- [EXCERPT TO READ]
--

Calgary Petroleum Club
- Formation: 21 January 1949; 77 years ago
- Type: Private club
- Headquarters: 319 5 Avenue SW
- Website: calpeteclub.com

= Calgary Petroleum Club =

Private club in Calgary, Alberta

The Calgary Petroleum Club is a private social club in Calgary, Alberta. The club was founded in 1948 as a gentlemen's club catered to executives in the petroleum industry, but since 1989 has been mixed-sex. Membership in the Calgary Petroleum Club has been described as the "pinnacle of social and corporate achievement in a one-industry town."

== History ==
The Calgary Petroleum Club was conceived in the summer of 1948 by a group of Calgary oilmen led by John H. Bevel. On Friday, 21 January 1949, the members of the club convened in the Palliser Hotel to launch the club formally. That evening the members elected the first board and approved club bylaws. Members elected to the first board were John H. Bevel (Canadian Gulf Oil), J. Grant Spratt (Anglo-Canadian Oil), S. F. Heard (Royalite Oil), Tom L. Brook (British Dominion Oil), Clifton C. Cross (Globe Oil), Carl O. Nickle (Daily Oil Bulletin), R. C. Brown (Hudson's Bay Oil and Gas), John O. Galloway (California Standard), C. F. Schock (Stanolind Oil and Gas), and H. E. Denton (General Petroleums).

--

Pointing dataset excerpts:
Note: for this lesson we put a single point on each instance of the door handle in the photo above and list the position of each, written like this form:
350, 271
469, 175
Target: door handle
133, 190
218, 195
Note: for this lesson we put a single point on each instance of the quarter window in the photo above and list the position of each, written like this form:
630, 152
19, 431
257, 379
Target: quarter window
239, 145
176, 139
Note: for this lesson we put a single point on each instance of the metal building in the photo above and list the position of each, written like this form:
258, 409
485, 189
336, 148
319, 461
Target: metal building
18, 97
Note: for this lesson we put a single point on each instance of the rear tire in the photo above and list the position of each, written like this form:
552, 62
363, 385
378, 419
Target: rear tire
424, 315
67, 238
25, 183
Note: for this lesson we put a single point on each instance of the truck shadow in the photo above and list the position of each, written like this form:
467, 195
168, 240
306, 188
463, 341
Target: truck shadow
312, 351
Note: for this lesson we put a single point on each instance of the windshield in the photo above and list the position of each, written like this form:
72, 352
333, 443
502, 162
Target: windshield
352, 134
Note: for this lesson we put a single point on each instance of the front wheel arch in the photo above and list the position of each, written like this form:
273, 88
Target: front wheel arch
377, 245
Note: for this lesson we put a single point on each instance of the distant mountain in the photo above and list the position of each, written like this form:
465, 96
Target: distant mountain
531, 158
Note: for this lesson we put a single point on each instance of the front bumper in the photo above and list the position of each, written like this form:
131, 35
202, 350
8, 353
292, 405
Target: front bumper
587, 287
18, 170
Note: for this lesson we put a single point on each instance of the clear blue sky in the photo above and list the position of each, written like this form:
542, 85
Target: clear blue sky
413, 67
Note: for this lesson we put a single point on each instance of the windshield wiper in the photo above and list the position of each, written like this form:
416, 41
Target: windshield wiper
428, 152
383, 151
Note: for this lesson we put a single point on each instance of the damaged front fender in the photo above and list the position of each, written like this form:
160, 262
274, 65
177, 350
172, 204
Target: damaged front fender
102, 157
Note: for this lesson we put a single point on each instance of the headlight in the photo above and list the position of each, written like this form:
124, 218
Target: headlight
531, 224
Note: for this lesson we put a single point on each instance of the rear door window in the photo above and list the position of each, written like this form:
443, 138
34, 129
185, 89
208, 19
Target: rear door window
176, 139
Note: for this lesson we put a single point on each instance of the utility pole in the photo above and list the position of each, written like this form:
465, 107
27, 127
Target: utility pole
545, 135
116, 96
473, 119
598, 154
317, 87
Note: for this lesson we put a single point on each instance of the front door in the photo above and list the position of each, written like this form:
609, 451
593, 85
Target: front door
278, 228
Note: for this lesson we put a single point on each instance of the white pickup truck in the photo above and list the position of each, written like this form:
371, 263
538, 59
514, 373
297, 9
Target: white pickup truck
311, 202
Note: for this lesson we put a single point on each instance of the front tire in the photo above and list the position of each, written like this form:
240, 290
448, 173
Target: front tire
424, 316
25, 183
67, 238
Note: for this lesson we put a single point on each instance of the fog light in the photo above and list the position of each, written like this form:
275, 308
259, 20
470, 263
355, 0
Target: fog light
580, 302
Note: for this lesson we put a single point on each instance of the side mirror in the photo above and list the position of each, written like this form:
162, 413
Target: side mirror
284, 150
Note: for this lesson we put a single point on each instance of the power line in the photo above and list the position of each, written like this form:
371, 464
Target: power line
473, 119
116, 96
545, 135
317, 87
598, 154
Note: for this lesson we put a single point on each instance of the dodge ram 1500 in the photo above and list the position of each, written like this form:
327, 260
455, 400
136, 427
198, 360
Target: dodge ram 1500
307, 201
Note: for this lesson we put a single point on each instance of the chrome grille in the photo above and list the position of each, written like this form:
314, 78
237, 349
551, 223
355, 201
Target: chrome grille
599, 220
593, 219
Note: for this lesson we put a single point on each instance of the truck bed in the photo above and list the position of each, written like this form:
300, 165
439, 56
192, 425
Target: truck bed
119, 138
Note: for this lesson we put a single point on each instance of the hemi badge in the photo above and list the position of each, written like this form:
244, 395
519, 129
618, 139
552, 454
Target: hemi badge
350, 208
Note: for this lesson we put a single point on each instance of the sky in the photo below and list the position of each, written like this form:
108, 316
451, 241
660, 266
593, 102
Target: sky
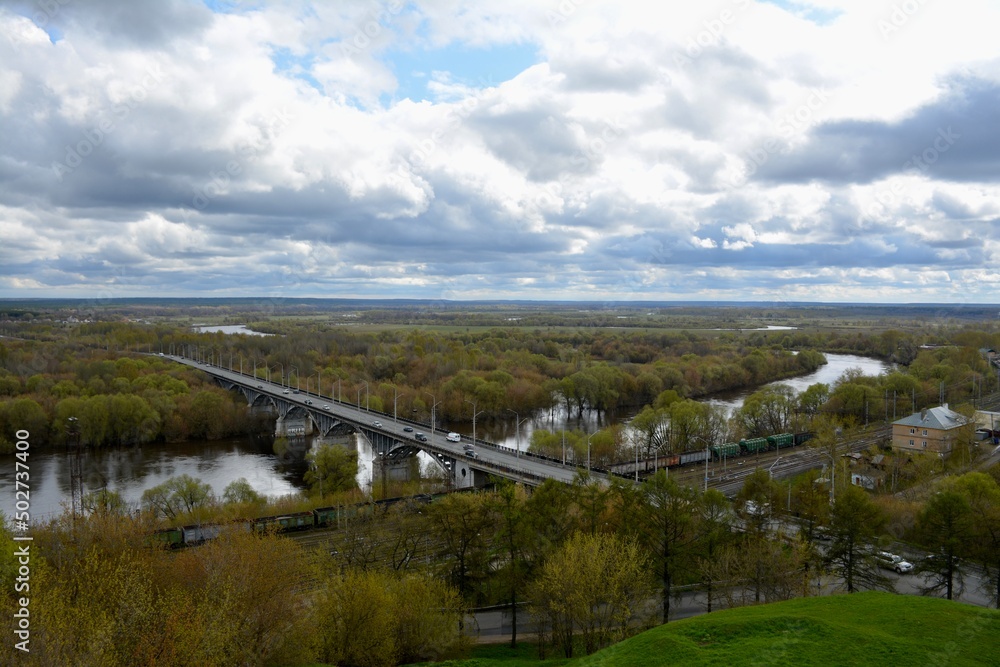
822, 150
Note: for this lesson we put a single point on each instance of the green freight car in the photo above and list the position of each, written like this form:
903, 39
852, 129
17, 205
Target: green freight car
781, 440
726, 450
754, 445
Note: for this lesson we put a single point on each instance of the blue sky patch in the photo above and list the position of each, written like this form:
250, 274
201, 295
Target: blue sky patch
476, 68
806, 11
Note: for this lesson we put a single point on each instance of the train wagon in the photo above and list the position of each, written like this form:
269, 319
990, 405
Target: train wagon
198, 533
781, 440
694, 457
283, 522
171, 538
754, 445
802, 437
726, 450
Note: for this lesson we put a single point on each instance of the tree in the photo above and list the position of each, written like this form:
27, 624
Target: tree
462, 525
983, 495
105, 501
666, 518
715, 521
177, 495
332, 468
594, 585
239, 491
511, 544
945, 525
855, 521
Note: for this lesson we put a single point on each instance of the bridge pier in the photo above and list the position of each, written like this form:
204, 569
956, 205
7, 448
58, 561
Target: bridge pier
293, 425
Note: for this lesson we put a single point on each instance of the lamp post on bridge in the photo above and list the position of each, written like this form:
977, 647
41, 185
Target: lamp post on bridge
517, 432
588, 450
707, 456
474, 415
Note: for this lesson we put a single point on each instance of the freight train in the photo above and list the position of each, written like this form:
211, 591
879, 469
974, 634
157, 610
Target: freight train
714, 452
321, 517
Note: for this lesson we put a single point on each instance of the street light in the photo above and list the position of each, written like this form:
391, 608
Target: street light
474, 415
588, 449
434, 404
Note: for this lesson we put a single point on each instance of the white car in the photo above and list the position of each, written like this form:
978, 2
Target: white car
891, 561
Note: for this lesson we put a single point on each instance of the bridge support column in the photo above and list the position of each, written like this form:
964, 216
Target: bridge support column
293, 426
465, 477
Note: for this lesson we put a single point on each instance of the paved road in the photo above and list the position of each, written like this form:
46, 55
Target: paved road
489, 457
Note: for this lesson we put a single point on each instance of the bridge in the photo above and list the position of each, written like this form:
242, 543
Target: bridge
395, 439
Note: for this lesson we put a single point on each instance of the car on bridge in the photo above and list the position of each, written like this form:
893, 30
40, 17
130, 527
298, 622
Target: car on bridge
891, 561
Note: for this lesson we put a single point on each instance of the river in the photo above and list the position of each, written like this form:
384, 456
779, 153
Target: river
133, 470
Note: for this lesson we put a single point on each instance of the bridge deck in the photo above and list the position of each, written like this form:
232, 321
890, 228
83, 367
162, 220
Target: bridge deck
490, 458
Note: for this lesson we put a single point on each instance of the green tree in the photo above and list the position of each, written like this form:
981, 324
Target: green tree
855, 522
240, 491
332, 469
667, 518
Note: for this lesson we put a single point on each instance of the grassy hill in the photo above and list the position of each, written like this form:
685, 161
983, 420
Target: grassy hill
861, 629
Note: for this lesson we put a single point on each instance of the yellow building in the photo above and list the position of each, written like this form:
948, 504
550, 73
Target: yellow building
930, 430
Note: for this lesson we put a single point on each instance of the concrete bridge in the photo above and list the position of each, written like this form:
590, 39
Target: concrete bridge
395, 439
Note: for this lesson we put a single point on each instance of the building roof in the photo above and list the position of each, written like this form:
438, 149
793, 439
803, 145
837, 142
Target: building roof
941, 418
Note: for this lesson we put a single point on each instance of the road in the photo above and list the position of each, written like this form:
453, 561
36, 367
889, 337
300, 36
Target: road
489, 457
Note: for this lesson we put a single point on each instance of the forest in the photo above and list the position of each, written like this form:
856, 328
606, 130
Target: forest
594, 562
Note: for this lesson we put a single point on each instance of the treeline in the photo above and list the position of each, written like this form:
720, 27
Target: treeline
63, 393
587, 558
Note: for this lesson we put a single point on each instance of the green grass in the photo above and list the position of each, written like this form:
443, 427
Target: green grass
862, 629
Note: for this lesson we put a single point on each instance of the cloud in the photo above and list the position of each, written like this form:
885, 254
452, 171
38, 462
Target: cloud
675, 151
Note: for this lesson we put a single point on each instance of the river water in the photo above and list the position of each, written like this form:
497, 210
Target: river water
131, 471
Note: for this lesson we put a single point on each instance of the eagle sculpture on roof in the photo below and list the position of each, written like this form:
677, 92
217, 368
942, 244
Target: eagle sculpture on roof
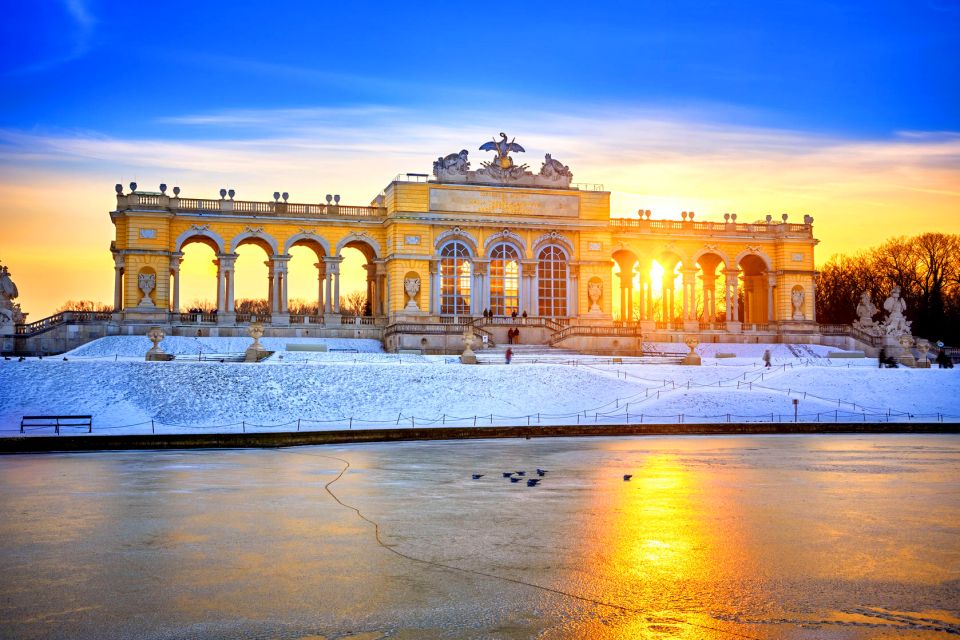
503, 149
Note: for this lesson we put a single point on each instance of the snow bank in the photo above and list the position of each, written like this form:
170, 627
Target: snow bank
327, 390
137, 346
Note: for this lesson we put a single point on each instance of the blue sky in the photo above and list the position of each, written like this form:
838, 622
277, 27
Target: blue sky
847, 111
858, 68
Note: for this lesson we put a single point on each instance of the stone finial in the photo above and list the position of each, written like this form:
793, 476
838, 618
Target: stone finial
156, 353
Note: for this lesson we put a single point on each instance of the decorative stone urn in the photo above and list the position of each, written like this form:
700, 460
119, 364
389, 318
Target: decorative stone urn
412, 287
692, 359
468, 357
256, 350
156, 336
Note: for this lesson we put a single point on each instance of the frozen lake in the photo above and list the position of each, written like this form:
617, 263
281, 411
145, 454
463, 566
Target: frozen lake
712, 537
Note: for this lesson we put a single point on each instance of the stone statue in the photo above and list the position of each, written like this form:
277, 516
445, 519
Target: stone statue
896, 324
10, 313
412, 287
796, 297
865, 312
594, 291
555, 170
502, 168
147, 283
452, 165
503, 149
156, 353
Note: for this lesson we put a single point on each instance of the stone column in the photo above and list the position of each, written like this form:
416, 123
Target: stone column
271, 287
117, 283
482, 267
435, 287
529, 299
771, 284
666, 305
333, 283
225, 301
321, 279
689, 295
381, 275
216, 262
573, 291
813, 301
175, 260
731, 277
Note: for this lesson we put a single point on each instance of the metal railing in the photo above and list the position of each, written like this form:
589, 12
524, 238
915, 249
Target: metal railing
57, 319
593, 330
773, 228
136, 201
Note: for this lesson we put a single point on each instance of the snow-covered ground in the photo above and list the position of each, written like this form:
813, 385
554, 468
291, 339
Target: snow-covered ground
356, 385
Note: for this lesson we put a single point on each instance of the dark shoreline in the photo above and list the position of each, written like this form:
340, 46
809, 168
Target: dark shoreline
54, 444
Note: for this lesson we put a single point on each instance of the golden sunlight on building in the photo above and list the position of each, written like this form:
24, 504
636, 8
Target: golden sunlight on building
465, 247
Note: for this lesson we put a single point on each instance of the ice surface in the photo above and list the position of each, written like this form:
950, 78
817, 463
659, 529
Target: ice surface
828, 537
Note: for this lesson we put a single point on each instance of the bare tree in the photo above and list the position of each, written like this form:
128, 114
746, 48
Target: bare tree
354, 304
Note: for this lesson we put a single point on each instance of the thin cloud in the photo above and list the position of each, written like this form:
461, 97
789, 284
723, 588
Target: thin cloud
81, 36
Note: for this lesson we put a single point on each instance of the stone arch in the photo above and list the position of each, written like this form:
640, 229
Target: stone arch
505, 236
554, 238
753, 251
724, 258
457, 234
307, 238
258, 237
362, 242
201, 233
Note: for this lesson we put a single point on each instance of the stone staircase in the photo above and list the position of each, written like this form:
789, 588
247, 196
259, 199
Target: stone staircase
542, 354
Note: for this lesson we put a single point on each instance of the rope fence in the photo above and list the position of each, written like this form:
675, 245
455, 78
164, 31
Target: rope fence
621, 410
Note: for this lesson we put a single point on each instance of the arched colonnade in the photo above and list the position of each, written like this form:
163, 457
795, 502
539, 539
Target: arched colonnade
503, 275
278, 257
749, 275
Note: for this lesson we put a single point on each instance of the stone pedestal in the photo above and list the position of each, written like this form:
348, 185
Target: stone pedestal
468, 356
256, 351
692, 359
156, 354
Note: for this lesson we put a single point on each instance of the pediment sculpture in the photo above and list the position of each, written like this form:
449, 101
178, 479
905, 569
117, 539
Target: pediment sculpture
10, 312
502, 170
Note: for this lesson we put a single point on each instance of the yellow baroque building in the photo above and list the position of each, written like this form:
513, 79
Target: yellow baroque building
494, 248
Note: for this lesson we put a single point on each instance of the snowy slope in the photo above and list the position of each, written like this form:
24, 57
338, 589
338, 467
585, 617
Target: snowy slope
108, 379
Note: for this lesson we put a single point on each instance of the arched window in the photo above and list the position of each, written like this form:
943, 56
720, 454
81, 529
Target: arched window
552, 282
504, 280
456, 271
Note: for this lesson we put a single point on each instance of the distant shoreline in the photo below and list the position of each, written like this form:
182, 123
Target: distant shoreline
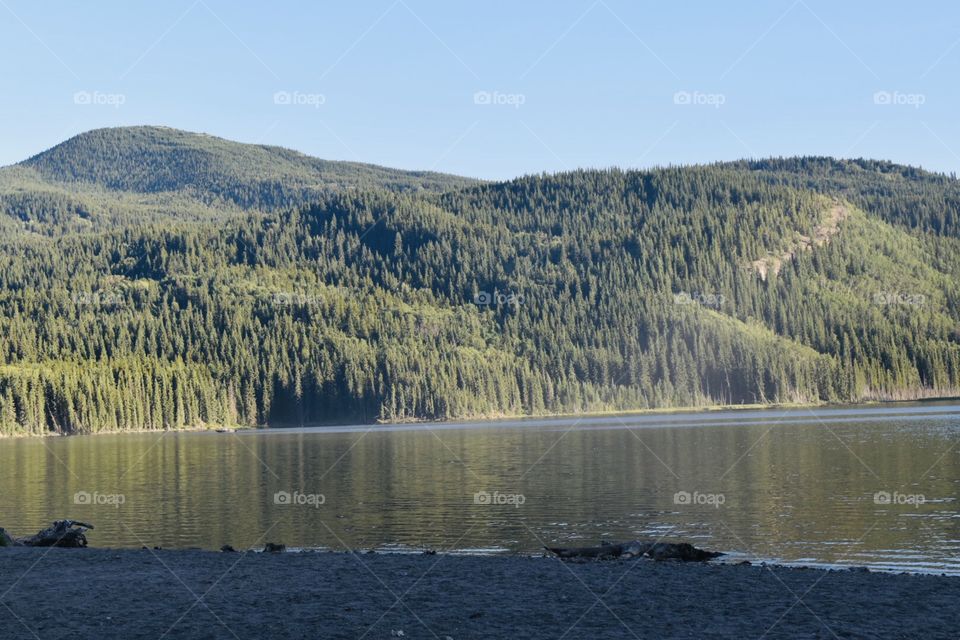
493, 418
133, 594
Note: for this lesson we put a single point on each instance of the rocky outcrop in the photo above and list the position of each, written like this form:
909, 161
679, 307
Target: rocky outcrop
683, 551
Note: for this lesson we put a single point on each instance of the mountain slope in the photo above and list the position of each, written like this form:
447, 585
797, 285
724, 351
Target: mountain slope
133, 174
588, 290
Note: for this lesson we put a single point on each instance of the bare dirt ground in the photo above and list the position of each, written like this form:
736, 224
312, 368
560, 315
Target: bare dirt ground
70, 594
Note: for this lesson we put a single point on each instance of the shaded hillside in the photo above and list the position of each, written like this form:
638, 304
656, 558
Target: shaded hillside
136, 174
589, 290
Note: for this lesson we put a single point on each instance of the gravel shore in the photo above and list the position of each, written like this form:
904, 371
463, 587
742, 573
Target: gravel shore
95, 593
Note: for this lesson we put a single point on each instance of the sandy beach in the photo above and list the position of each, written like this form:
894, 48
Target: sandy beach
95, 593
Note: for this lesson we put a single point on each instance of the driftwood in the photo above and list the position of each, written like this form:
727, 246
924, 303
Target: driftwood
635, 549
62, 533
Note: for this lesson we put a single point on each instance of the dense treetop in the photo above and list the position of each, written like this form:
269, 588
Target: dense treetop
386, 295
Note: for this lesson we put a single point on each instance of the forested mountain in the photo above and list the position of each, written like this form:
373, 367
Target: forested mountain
772, 281
139, 174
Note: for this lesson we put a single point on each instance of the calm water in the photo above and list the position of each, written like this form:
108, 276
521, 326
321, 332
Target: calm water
793, 486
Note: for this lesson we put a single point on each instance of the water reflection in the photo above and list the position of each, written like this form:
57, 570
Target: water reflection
794, 486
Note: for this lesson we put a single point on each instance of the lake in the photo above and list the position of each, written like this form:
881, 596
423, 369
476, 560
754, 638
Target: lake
870, 486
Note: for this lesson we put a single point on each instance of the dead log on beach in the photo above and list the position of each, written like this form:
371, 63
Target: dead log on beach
62, 533
683, 551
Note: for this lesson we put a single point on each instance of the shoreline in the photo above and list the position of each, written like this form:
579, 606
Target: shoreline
190, 593
493, 418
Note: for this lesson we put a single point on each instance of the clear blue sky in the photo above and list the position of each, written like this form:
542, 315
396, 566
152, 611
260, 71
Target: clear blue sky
567, 84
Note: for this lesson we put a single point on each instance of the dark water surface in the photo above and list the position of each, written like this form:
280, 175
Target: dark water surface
863, 486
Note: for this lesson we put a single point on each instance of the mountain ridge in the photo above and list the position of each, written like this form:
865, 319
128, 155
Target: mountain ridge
587, 290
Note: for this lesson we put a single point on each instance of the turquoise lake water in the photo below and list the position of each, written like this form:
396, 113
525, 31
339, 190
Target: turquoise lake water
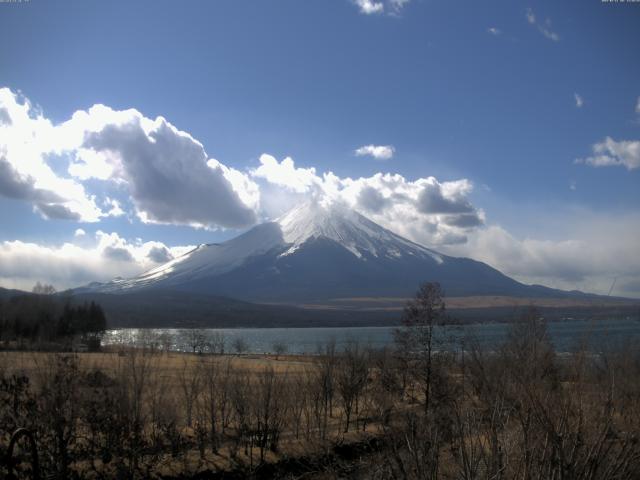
566, 336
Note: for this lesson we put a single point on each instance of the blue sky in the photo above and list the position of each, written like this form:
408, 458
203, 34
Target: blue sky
501, 105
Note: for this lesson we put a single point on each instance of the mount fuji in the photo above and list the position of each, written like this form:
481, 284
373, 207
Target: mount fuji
316, 253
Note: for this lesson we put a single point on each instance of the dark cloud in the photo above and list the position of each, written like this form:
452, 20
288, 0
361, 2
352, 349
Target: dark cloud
118, 254
168, 176
159, 255
432, 201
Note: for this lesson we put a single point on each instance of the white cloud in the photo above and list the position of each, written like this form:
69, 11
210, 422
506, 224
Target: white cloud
285, 174
610, 152
27, 139
166, 172
369, 7
596, 249
398, 5
114, 207
425, 210
379, 152
71, 265
543, 27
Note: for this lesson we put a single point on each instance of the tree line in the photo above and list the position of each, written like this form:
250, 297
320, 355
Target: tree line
517, 410
44, 318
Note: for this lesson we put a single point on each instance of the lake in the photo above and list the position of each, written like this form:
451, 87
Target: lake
599, 335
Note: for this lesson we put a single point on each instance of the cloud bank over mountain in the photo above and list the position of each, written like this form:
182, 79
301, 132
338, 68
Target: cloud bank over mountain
101, 164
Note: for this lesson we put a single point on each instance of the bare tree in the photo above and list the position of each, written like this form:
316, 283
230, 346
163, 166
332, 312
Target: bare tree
351, 378
417, 339
279, 348
240, 345
190, 381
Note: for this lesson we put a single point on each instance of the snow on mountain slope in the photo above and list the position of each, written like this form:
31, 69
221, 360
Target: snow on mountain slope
348, 228
304, 223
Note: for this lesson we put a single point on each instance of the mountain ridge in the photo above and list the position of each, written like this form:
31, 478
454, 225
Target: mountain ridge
317, 252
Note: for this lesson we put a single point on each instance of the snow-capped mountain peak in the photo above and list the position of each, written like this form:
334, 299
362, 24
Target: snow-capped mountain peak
302, 226
346, 227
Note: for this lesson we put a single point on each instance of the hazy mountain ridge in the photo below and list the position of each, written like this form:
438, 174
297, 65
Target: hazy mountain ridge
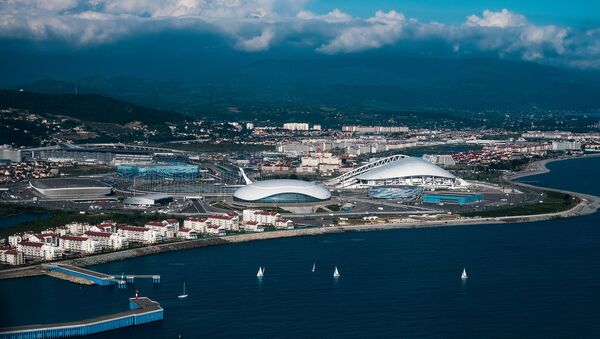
86, 107
353, 83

--

- [PROBLEM SET]
- 1) According to the Calgary Petroleum Club article, where did the club's members convene to launch the club formally?
- 2) Summarize the Calgary Petroleum Club article in two sentences.
- 3) Write the next part of the Calgary Petroleum Club article, picking up after the list of the first board members.

- [ANSWERS TO THE TASKS]
- 1) The Palliser Hotel.

- 2) The Calgary Petroleum Club is a private social club in Calgary, Alberta, that began as a gentlemen's club for petroleum executives and has been mixed-sex since 1989. A group of Calgary oilmen led by John H. Bevel conceived it in the summer of 1948, and members formally launched it at the Palliser Hotel on 21 January 1949, electing the first board and approving the bylaws.

- 3)
Carl Nickle reported on the event the following day in the Calgary Herald:

The "Calgary Petroleum Club" was formally launched on Friday evening when more than 100 members of the oil fraternity met at the Palliser hotel to approve the application for incorporation, bylaws, and to elect the club's first board of governors. The club in Canada's oil capital has a distinctly international flavor, reflecting the Canadian-American-British backing of Western-Canada's fast-growing oil industry. Like Petroleum Clubs in American oil centres, the Calgary club's object is social and educational. It should help to get oilmen better acquainted with the other, something not too easy at present when it is considered that the oil fraternity is several hundred strong, and is steadily increasing in number.

For the next year the Petroleum Club used the Sun Room at the Palliser as its home. On 13 April 1950 the Duke of Windsor joined the club for lunch at the Palliser as a guest of honor. The Duke was made an honorary member and was the first person to sign the club's guest book.

On 30 July 1950, the Petroleum Club merged with the older Renfrew Club into a new club under the name of the Calgary Petroleum Club. The Renfrew Club had been incorporated in August 1929 as a businessmen's club. At the time of the merger the Petroleum had around 400 members, 126 of whom were also Renfrew members. The Renfrew's membership was around 700, making the new club's membership approximately 1,000. Upon the merger, the Calgary Petroleum Club became Western Canada's largest gentlemen's club. The new club initially operated out of the old Renfrew Club, which used the second floor of the Motor Car Supply Building at 321 6 Avenue SW.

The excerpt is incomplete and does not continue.